Copy out, from the data below, each line in which the word "target" occurs.
(Beginning of MATERIAL FOR THE TASK)
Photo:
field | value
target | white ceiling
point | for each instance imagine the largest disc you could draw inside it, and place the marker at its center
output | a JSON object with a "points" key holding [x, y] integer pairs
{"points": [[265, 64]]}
(End of MATERIAL FOR THE TASK)
(Beginning of MATERIAL FOR THE TASK)
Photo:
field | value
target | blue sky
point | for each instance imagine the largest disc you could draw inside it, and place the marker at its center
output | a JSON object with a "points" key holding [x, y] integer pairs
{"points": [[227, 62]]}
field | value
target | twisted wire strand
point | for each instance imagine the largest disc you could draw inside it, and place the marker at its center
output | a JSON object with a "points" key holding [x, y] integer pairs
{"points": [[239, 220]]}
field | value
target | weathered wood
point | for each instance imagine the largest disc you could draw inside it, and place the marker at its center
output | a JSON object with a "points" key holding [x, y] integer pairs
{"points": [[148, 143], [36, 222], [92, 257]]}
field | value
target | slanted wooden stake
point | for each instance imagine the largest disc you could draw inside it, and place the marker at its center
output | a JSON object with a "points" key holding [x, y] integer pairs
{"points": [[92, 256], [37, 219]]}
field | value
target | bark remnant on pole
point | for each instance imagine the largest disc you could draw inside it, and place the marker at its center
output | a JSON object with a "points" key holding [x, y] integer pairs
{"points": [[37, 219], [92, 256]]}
(End of MATERIAL FOR THE TASK)
## SOLVED EXERCISE
target | white ceiling
target | blue sky
target | twisted wire strand
target | weathered wood
target | slanted wooden stake
target | bark remnant on pole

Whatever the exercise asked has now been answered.